======== Trecho

Os balanços dos três maiores bancos priva- dos que atuam
no Brasil comprovam que a crise econômica passa longe do setor financeiro. Juntos, Bradesco, Santander e Itaú
lucraram R$ 50,12 bilhões em 2015, aumento de 20% em relação a 2014, quando
ganharam R$ 41,8 bilhões. Tanto Itaú quanto Bradesco registraram os maiores
resultados da História, com R$ 26,15 bilhões e R$ 17,8 bilhões,
respectivamente.
Entre os vários itens responsáveis por essa alta
lucratividade, o aumento das tarifas e serviços bancários acima da inflação
teve um peso que chamou a atenção das entidades de defesa do consumidor. Só o Itaú,
o Bradesco e o Santander arrecadaram R$ 83,11 bilhões, em 2015, com receitas de
serviços, em que estão embutidas as tarifas – Bradesco registrou R$ 41,8
bilhões, Itaú R$ 29,45 bilhões e Santander, R$ 11,86 bilhões. O montante total
do que foi arrecadado com as tarifas, porém, é uma caixa-preta que os bancos
não divulgam nem em suas demonstrações
financeiras.
As tarifas praticadas pelas instituições bancárias foram
padronizadas em 2007, por meio da Resolução nº 3.518 do Conselho Monetário
Nacional (CMN). Desde então, os bancos são obrigados a deixar claro aos
consumidores todos os serviços cobrados, além de oferecer pacotes que contenham
os chamados serviços essenciais. De acordo com
a regulamentação do BC, no caso
de aumento das tarifas, os bancos devem comunicar ao consumidor com, no mínimo,
30 dias de antecedência. Além disso, o consumidor deve ter fácil acesso às
informações relativas aos serviços cobrados, no site da instituição e em
tabelas na própria agência.

================
======== Registros extraídos

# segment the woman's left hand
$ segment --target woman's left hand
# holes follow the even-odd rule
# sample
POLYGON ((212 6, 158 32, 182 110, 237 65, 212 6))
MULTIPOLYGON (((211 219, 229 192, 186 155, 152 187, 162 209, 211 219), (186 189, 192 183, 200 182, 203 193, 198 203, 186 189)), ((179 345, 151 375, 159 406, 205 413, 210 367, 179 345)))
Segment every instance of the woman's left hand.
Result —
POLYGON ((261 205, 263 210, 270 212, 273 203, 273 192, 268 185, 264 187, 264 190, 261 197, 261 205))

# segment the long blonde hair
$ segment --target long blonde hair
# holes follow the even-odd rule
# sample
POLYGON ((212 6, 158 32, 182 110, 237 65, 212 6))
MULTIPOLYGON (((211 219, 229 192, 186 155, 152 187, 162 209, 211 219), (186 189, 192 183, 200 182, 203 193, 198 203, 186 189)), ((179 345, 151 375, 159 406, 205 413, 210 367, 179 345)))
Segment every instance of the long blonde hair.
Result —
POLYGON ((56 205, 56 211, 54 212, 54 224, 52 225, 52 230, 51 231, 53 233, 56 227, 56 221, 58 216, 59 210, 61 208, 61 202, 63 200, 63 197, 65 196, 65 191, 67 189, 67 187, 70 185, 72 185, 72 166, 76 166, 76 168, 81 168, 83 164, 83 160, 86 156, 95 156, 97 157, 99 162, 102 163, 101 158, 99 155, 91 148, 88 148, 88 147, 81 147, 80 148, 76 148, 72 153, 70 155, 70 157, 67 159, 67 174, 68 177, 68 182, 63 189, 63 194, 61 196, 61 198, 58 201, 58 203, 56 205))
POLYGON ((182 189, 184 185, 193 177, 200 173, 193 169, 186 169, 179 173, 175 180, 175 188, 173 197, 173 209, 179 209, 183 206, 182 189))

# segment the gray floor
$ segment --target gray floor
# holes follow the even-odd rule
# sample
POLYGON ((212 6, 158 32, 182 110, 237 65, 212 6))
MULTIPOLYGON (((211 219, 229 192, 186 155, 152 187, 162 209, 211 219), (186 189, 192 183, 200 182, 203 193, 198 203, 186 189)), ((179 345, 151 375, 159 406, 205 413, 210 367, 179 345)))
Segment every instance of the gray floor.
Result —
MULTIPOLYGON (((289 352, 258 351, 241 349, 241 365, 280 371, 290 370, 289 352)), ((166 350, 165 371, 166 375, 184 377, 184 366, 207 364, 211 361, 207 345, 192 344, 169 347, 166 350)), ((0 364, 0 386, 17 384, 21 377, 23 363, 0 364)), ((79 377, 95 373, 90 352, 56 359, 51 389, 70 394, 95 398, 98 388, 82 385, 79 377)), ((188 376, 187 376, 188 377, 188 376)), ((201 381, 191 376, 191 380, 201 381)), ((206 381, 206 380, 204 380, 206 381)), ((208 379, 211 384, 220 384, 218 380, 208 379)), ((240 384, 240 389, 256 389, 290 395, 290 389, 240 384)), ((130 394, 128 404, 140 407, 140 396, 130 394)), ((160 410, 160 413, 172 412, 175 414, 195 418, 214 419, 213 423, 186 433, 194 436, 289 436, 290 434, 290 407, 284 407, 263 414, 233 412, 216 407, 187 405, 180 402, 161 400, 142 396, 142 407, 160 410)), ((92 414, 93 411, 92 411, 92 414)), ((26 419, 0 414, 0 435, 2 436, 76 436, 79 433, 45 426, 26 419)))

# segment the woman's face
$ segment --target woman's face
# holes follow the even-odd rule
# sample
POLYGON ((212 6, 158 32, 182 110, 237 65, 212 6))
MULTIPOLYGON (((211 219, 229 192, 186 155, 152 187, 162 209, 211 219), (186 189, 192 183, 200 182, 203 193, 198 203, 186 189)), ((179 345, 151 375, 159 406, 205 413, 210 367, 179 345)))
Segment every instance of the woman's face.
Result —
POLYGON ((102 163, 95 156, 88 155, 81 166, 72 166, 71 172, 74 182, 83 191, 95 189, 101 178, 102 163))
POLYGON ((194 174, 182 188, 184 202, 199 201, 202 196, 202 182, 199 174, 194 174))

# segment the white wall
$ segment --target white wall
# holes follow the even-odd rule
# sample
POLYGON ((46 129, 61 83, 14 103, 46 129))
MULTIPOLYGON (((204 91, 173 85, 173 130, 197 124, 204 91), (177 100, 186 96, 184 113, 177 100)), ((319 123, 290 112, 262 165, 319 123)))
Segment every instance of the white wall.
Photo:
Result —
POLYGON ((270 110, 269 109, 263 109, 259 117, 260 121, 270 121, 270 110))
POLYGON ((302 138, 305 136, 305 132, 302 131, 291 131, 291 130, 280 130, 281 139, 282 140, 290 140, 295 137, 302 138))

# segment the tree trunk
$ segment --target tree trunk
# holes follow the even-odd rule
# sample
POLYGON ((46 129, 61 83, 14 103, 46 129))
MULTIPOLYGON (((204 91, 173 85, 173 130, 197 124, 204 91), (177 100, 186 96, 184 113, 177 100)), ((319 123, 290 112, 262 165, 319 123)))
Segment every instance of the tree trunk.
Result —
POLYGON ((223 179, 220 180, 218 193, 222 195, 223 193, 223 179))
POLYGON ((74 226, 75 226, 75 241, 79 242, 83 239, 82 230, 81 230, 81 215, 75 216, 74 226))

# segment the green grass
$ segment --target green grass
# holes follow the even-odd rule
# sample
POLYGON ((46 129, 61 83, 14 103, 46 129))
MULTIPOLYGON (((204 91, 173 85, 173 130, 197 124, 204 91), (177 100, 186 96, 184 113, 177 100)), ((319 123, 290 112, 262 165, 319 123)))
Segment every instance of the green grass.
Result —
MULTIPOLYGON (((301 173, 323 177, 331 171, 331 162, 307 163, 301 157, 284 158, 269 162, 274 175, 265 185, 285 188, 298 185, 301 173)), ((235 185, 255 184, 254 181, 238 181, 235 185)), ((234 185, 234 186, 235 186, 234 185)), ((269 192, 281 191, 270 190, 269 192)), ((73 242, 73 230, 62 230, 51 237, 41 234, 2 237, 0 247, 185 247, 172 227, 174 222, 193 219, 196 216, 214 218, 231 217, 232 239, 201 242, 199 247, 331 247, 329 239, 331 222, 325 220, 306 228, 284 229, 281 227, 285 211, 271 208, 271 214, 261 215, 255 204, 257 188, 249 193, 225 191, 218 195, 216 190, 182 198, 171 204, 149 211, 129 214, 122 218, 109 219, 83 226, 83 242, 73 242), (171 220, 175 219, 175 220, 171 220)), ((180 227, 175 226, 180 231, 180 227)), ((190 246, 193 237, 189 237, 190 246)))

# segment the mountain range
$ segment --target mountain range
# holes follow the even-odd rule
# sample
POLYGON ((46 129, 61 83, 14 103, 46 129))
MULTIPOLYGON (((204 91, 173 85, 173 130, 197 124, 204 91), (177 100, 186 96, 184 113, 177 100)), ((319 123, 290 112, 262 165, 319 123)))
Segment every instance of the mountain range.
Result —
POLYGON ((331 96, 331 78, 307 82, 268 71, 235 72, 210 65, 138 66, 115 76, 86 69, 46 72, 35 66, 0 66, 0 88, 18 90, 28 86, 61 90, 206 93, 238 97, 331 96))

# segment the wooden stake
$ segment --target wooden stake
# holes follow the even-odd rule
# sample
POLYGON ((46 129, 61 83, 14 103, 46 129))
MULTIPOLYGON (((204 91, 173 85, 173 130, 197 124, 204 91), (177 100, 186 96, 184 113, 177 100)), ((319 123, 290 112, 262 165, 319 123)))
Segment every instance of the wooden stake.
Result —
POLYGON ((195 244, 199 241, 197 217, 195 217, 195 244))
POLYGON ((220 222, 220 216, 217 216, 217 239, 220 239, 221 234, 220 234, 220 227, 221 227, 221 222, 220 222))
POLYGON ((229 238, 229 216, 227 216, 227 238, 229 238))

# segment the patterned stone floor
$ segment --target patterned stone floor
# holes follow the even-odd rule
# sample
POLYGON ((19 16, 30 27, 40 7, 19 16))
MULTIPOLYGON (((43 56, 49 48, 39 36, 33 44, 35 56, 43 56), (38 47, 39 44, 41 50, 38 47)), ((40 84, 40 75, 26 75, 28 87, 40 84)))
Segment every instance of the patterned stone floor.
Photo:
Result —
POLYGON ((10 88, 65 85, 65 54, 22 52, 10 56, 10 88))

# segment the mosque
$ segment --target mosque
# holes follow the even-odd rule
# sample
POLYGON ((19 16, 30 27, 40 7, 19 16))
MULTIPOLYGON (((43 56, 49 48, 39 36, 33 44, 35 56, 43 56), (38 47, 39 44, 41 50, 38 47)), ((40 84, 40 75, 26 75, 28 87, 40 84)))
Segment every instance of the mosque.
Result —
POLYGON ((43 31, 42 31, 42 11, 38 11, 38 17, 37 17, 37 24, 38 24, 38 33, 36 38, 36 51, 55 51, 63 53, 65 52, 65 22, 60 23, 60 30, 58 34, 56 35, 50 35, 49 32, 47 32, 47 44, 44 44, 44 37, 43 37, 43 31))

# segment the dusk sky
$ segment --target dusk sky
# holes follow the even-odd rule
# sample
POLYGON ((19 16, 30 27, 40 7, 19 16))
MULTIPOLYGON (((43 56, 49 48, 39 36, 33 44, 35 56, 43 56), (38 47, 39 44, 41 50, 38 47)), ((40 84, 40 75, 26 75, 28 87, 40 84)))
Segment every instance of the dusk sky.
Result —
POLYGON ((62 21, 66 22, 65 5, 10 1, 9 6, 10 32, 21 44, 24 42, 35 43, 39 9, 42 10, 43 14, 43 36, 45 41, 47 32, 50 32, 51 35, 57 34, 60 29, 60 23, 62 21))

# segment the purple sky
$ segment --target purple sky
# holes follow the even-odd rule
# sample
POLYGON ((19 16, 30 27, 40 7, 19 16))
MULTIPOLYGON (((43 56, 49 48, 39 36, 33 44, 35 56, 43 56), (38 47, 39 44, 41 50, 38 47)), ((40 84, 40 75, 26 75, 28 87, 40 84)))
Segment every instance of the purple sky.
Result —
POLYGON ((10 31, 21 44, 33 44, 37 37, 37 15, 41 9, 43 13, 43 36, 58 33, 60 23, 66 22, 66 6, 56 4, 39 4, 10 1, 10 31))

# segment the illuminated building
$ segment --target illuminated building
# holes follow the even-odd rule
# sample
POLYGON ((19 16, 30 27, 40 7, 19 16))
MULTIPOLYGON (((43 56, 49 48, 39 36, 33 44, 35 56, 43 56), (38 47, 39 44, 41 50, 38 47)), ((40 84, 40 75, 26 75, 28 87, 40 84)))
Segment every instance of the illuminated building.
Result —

================

Copie literalmente, do texto sobre o lucro dos bancos, tudo desde "Os balanços dos" até "respectivamente.".

** Solução proposta **
Os balanços dos três maiores bancos priva- dos que atuam
no Brasil comprovam que a crise econômica passa longe do setor financeiro. Juntos, Bradesco, Santander e Itaú
lucraram R$ 50,12 bilhões em 2015, aumento de 20% em relação a 2014, quando
ganharam R$ 41,8 bilhões. Tanto Itaú quanto Bradesco registraram os maiores
resultados da História, com R$ 26,15 bilhões e R$ 17,8 bilhões,
respectivamente.